--- Begin Dataset content ---

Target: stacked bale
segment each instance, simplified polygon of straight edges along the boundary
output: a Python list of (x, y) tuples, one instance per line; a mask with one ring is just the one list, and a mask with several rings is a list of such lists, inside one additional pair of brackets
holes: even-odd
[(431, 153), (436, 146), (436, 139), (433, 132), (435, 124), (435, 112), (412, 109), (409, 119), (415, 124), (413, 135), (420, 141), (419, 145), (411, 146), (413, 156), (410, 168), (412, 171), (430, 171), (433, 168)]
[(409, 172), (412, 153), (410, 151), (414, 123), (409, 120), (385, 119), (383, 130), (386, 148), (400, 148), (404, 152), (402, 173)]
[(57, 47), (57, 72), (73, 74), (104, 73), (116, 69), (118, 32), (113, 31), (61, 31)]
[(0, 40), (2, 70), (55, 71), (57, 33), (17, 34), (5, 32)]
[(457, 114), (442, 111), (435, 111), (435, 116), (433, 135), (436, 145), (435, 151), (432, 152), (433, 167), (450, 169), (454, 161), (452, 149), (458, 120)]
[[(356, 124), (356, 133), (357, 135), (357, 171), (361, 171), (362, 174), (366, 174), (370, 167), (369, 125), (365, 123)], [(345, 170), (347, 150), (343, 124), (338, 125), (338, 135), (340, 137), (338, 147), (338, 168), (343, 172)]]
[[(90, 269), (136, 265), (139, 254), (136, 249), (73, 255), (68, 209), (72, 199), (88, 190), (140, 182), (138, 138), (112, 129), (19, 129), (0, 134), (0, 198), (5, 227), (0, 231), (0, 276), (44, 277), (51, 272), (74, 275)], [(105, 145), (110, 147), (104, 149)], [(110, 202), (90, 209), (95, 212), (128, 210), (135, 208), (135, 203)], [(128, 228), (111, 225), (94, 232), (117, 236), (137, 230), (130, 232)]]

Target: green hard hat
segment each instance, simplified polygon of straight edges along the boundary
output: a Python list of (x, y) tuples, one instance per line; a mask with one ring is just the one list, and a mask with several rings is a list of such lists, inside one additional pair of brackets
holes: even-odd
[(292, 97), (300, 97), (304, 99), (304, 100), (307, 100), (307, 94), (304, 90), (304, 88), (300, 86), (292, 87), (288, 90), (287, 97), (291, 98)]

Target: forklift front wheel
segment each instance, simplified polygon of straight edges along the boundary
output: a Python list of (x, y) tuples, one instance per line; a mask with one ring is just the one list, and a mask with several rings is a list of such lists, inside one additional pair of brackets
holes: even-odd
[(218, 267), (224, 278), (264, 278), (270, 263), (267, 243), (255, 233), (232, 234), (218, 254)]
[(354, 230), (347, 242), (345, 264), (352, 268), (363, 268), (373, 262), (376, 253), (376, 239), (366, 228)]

--- End Dataset content ---

Exercise aim:
Reproduce every line of the records above without any change.

Output:
Target: stacked bale
segment each instance, simplified polygon of straight edges along the boundary
output: a Python list of (x, y) tuples, one instance per line; a mask with one ring is just the one list, and a mask with several rings is a list of such lists, inside one additional pair of brackets
holes: even-odd
[(431, 153), (436, 146), (436, 139), (433, 132), (435, 124), (435, 112), (412, 109), (409, 119), (415, 124), (413, 135), (420, 141), (419, 145), (411, 146), (413, 156), (410, 168), (412, 171), (430, 171), (433, 168)]
[(409, 172), (412, 153), (410, 151), (414, 123), (409, 120), (385, 119), (383, 130), (386, 148), (400, 148), (404, 152), (402, 173)]
[(57, 47), (57, 72), (73, 74), (104, 73), (116, 69), (118, 32), (113, 31), (61, 31)]
[(0, 40), (2, 70), (55, 71), (57, 33), (17, 34), (5, 32)]
[(457, 114), (442, 111), (435, 111), (435, 116), (433, 135), (436, 145), (435, 151), (432, 152), (433, 167), (450, 169), (454, 161), (452, 149), (458, 120)]
[[(356, 124), (356, 133), (357, 135), (357, 171), (361, 171), (362, 174), (366, 174), (370, 167), (369, 125), (365, 123)], [(345, 170), (347, 150), (343, 124), (338, 125), (338, 135), (340, 137), (338, 147), (338, 168), (343, 172)]]
[[(90, 269), (136, 265), (139, 254), (136, 249), (73, 255), (68, 209), (72, 199), (88, 190), (140, 182), (138, 138), (112, 129), (19, 129), (0, 134), (0, 198), (5, 227), (0, 231), (0, 276), (44, 277), (51, 272), (74, 275)], [(105, 145), (110, 147), (104, 149)], [(110, 202), (90, 209), (95, 212), (128, 210), (135, 208), (135, 203)], [(128, 228), (111, 225), (94, 232), (117, 236), (137, 230), (130, 232)]]

Target: green hard hat
segment each instance, simplified polygon of straight edges along the boundary
output: a Python list of (x, y) tuples, one instance per line; a mask with one ring is just the one list, and a mask with several rings is a list of such lists, inside one additional pair of brackets
holes: even-odd
[(292, 97), (300, 97), (304, 99), (304, 100), (307, 100), (307, 94), (304, 90), (304, 88), (300, 86), (292, 87), (288, 90), (287, 97), (291, 98)]

Target: forklift front wheel
segment each instance, simplified polygon of straight edges along the boundary
output: a Python list of (x, y) tuples, one instance per line; a mask with one ring is just the one list, and a mask with several rings is a list of such lists, inside one additional pair of brackets
holes: even-odd
[(218, 267), (224, 278), (264, 278), (270, 263), (267, 243), (255, 233), (232, 234), (218, 254)]
[(354, 230), (347, 242), (345, 264), (352, 268), (363, 268), (373, 262), (376, 253), (376, 239), (366, 228)]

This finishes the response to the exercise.